▶ [Exercise task] Locate each line in the listing below that contains the word "covered" and copy those lines out.

▶ [Data provided]

——

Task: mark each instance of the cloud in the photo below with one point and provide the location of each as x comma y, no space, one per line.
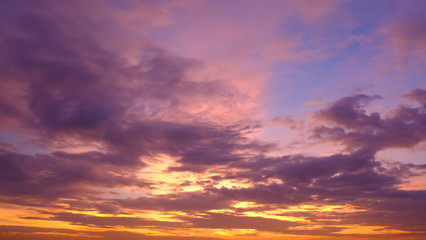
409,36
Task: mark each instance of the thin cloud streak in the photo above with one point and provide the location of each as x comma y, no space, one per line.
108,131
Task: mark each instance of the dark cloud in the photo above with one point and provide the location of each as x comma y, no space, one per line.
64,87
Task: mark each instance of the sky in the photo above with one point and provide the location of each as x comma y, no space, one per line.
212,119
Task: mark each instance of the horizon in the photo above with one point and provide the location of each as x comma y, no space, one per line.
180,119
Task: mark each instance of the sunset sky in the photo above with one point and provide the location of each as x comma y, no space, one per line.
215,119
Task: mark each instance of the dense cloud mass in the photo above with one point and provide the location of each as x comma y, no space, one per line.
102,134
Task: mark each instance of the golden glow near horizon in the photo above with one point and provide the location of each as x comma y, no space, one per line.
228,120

——

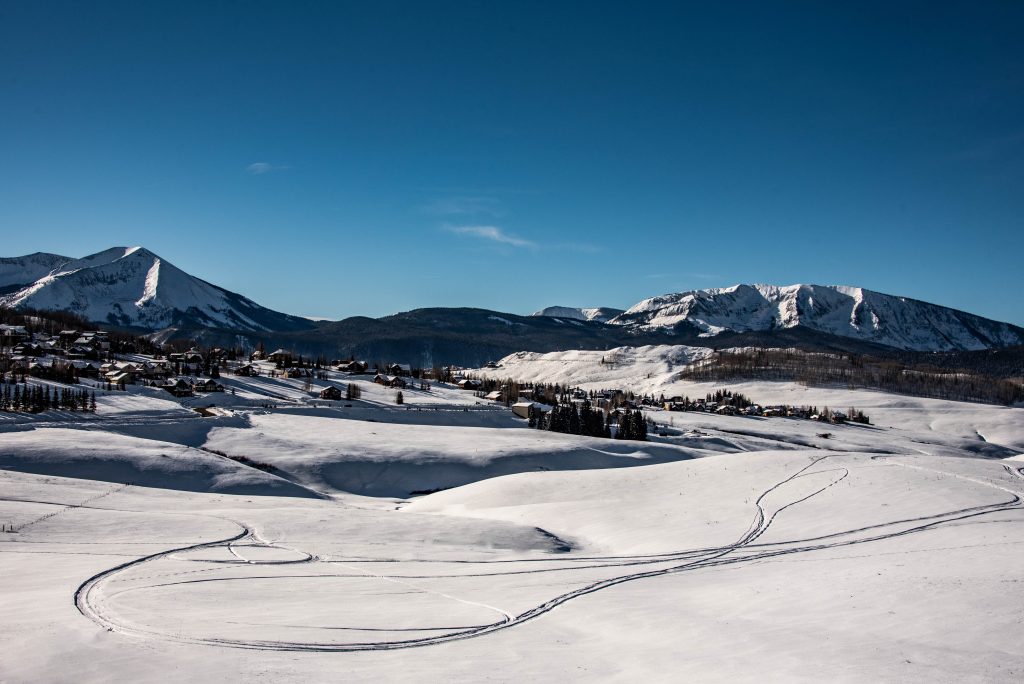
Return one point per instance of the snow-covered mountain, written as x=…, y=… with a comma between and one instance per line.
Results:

——

▶ [The output]
Return one point per instance of the snow-covered mountain, written as x=…, y=… with a comma between and one instance per line.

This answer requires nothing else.